Task details: Every record here needs to be written out again exactly.

Material for this exercise:
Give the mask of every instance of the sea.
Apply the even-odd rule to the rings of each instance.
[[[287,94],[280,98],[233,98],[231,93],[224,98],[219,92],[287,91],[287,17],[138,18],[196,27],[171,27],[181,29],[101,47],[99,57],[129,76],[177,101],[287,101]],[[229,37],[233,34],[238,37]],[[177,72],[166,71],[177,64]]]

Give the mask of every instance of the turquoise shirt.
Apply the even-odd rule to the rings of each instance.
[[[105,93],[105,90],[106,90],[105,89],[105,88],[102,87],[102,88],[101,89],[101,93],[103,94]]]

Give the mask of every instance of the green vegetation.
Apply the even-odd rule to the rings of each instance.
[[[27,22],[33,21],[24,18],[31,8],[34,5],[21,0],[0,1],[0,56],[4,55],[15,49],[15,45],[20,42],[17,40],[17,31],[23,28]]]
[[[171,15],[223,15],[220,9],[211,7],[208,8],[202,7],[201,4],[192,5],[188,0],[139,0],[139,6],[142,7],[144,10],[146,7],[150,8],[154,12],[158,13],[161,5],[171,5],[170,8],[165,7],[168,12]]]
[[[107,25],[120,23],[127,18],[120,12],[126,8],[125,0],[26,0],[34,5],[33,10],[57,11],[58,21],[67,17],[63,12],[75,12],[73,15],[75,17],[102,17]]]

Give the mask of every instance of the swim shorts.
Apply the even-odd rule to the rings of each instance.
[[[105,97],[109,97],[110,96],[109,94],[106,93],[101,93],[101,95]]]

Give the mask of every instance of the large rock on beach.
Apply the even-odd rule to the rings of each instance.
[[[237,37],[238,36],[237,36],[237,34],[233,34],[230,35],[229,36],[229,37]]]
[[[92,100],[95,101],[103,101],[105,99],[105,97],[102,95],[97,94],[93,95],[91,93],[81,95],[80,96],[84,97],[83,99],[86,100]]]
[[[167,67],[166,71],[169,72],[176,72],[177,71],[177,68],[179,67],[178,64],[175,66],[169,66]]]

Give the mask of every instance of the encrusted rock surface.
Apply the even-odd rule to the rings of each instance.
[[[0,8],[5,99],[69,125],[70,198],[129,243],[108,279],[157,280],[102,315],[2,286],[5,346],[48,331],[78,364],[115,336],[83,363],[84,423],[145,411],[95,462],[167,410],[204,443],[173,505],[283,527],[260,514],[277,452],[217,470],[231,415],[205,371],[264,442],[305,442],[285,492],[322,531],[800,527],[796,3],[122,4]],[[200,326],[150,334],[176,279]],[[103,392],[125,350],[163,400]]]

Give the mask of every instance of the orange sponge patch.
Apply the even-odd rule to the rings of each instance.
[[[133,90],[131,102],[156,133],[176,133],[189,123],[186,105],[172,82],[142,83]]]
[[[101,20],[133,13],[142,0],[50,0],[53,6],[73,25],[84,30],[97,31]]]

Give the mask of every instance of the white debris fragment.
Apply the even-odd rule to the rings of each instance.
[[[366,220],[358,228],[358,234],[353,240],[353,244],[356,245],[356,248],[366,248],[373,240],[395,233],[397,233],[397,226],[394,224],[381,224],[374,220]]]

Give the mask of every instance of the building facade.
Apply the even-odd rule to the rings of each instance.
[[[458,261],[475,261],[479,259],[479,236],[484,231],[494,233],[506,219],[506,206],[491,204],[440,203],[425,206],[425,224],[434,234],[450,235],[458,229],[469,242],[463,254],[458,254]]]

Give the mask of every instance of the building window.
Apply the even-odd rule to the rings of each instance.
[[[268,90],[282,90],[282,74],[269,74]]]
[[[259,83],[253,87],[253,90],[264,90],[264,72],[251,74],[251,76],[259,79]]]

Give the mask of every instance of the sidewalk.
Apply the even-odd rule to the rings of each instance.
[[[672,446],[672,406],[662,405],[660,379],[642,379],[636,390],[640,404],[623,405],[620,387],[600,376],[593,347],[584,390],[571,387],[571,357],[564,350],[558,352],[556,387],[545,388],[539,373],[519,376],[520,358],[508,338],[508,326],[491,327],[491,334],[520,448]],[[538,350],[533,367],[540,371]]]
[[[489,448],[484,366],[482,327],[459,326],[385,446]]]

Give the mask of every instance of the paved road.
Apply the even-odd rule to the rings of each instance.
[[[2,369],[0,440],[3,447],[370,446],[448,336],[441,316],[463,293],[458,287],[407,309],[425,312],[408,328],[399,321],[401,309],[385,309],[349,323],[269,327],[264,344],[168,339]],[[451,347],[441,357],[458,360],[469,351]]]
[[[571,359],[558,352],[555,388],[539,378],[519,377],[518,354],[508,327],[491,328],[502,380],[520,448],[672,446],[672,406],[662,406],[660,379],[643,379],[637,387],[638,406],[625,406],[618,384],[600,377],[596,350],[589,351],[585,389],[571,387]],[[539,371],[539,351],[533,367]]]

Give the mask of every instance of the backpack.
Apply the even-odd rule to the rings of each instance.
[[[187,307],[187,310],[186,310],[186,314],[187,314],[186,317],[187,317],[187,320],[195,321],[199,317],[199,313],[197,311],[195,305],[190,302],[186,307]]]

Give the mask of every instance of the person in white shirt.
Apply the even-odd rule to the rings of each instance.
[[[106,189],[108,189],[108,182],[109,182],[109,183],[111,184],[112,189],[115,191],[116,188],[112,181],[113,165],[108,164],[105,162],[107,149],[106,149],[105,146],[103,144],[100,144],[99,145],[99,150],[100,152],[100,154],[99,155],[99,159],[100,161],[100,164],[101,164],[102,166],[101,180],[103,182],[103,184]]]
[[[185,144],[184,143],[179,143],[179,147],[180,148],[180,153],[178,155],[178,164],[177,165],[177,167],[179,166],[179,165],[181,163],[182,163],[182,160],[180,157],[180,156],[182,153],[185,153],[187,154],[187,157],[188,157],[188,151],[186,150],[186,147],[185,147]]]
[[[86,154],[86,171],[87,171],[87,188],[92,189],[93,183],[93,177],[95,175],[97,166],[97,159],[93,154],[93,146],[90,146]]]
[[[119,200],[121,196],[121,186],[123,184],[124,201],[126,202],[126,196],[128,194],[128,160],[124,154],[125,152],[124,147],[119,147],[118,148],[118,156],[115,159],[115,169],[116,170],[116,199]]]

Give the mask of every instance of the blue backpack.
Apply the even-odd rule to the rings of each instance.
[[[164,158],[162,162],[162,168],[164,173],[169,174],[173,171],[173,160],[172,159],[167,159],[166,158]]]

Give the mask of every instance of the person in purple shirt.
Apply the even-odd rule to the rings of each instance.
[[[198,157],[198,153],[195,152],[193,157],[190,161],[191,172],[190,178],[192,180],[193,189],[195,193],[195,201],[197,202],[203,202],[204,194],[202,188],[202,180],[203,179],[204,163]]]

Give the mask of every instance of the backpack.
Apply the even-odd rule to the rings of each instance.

Problem solution:
Give the mask of every instance of the sea.
Apply the even-odd rule to the rings of each instance.
[[[287,94],[280,98],[233,98],[231,93],[224,98],[219,92],[287,91],[287,17],[138,18],[196,27],[171,27],[181,29],[101,47],[99,57],[129,76],[177,101],[287,101]],[[229,37],[233,34],[238,37]],[[177,72],[166,71],[177,64]]]

Give the mask of every instance of the turquoise shirt.
Apply the even-odd rule to the rings of each instance.
[[[105,93],[105,90],[106,90],[105,89],[105,88],[102,87],[102,88],[101,89],[101,93],[103,94]]]

Give the mask of every instance of the green vegetation.
Apply the even-odd rule to the rings of each instance.
[[[27,22],[33,21],[24,18],[31,8],[34,5],[21,0],[0,1],[0,56],[4,55],[15,49],[15,45],[20,42],[17,40],[17,31],[23,28]]]
[[[171,15],[223,15],[220,9],[211,7],[208,8],[202,7],[201,4],[192,5],[188,0],[139,0],[139,6],[142,7],[144,10],[146,7],[150,8],[154,12],[158,13],[161,5],[171,5],[170,8],[165,7],[168,12]]]
[[[107,25],[120,23],[127,18],[120,12],[126,8],[125,0],[26,0],[34,5],[33,10],[57,11],[58,21],[67,17],[63,12],[75,12],[73,15],[75,17],[102,17]]]

Give the mask of every instance of the swim shorts.
Apply the even-odd rule to the rings of each instance.
[[[105,97],[109,97],[110,96],[109,94],[106,93],[101,93],[101,95]]]

Give the mask of every instance of the large rock on beach.
Apply the even-odd rule to the rings of each instance.
[[[237,37],[238,36],[237,36],[237,34],[233,34],[230,35],[229,36],[229,37]]]
[[[92,100],[95,101],[103,101],[105,99],[105,97],[102,95],[97,94],[93,95],[91,93],[81,95],[80,96],[84,97],[83,99],[86,100]]]
[[[167,67],[166,71],[169,72],[176,72],[177,71],[177,68],[179,67],[178,64],[175,66],[169,66]]]

Give the mask of every instance of the encrusted rock surface.
Apply the even-odd rule to the rings of each instance.
[[[0,8],[5,99],[69,125],[70,198],[129,243],[108,279],[157,280],[102,315],[2,286],[5,346],[48,331],[78,364],[115,336],[83,363],[84,423],[145,411],[95,462],[167,410],[204,443],[173,505],[283,527],[260,514],[277,452],[217,470],[231,415],[205,371],[264,442],[305,442],[285,492],[322,531],[800,527],[796,3],[122,4]],[[200,326],[150,334],[176,279]],[[103,392],[125,350],[163,400]]]

Give the mask of every instance of the orange sponge patch.
Apply the even-odd rule to the rings of each instance.
[[[133,90],[131,102],[156,133],[176,133],[189,123],[186,105],[172,82],[142,83]]]
[[[101,20],[133,13],[142,0],[50,0],[53,6],[73,25],[84,30],[97,31]]]

Give the mask of every instance of the white debris fragment.
Apply the even-odd rule to the rings of each instance.
[[[366,220],[358,228],[358,234],[353,240],[353,244],[356,245],[356,248],[366,248],[373,240],[395,233],[397,233],[397,226],[394,224],[381,224],[374,220]]]

Give the mask of every instance of the building facade.
Apply the even-odd rule to the rings of each instance.
[[[458,261],[475,261],[479,259],[479,236],[484,231],[494,233],[506,219],[506,206],[491,204],[440,203],[425,206],[425,224],[434,234],[450,235],[458,229],[469,242],[463,254],[458,254]]]

Give the mask of every instance of the building window.
Apply the even-odd rule to the rings of each instance.
[[[268,90],[282,90],[282,74],[269,74]]]
[[[259,83],[253,87],[253,90],[264,90],[264,72],[251,74],[251,76],[259,79]]]

Give the mask of every instance of the sidewalk.
Apply the even-odd rule to the rings of each instance.
[[[672,446],[672,406],[662,405],[660,379],[642,379],[636,390],[640,404],[623,405],[620,387],[600,376],[593,347],[584,390],[571,387],[571,357],[564,350],[558,352],[556,387],[545,388],[539,373],[519,376],[520,358],[508,338],[508,326],[491,327],[491,334],[520,448]],[[538,350],[533,367],[540,371]]]
[[[489,448],[484,366],[482,327],[459,326],[385,446]]]

Give the mask of every instance of the paved road.
Apply the even-odd rule to the rings of each instance.
[[[2,369],[0,440],[3,447],[370,446],[448,336],[441,316],[463,293],[458,287],[407,309],[425,312],[408,328],[399,321],[401,309],[385,309],[349,323],[269,327],[264,344],[168,339]],[[451,347],[441,357],[458,360],[469,351]]]
[[[571,359],[558,352],[555,388],[539,378],[519,377],[518,354],[508,327],[491,328],[502,380],[520,448],[672,446],[672,406],[662,406],[660,379],[643,379],[637,387],[638,406],[625,406],[618,384],[600,377],[596,350],[589,351],[585,389],[571,387]],[[539,371],[539,351],[533,367]]]

Give the mask of every instance of the backpack.
Apply the even-odd rule to the rings of each instance.
[[[187,307],[187,310],[186,310],[186,314],[187,314],[186,317],[187,317],[187,320],[195,321],[199,317],[199,313],[197,311],[195,305],[190,302],[186,307]]]

Give the mask of every instance of the person in white shirt.
Apply the even-odd rule to the rings of each instance.
[[[106,189],[108,189],[108,182],[109,182],[109,183],[111,184],[112,189],[115,191],[116,188],[112,181],[113,165],[108,164],[105,162],[107,149],[106,149],[105,146],[103,144],[100,144],[99,145],[99,150],[100,152],[100,154],[99,155],[99,159],[100,161],[100,164],[101,164],[102,166],[101,180],[103,182],[103,184]]]
[[[185,144],[184,143],[179,143],[179,147],[180,148],[180,153],[178,155],[178,164],[177,165],[177,167],[179,166],[179,165],[181,163],[182,163],[182,160],[180,157],[180,156],[182,153],[185,153],[187,154],[187,157],[188,157],[188,151],[186,150],[186,147],[185,147]]]
[[[86,154],[86,171],[87,171],[87,188],[92,189],[93,183],[93,177],[95,175],[97,166],[97,159],[93,154],[93,146],[90,146]]]
[[[119,200],[121,196],[121,186],[123,184],[124,201],[126,202],[126,196],[128,194],[128,160],[124,154],[125,152],[124,147],[119,147],[118,148],[118,156],[115,159],[115,169],[116,170],[116,199]]]

Give the mask of every instance of the blue backpack.
Apply the even-odd rule to the rings of each instance.
[[[164,158],[162,162],[162,168],[164,173],[169,174],[173,171],[173,160],[172,159],[167,159],[166,158]]]

Give the mask of every instance of the person in purple shirt.
Apply the even-odd rule to the rings of each instance.
[[[198,157],[198,153],[195,152],[193,157],[190,161],[191,172],[190,178],[192,180],[193,189],[195,193],[195,201],[197,202],[203,202],[204,194],[202,188],[202,180],[203,179],[204,163]]]

Give the mask of every instance of the backpack.
Apply the even-odd rule to the rings of each instance.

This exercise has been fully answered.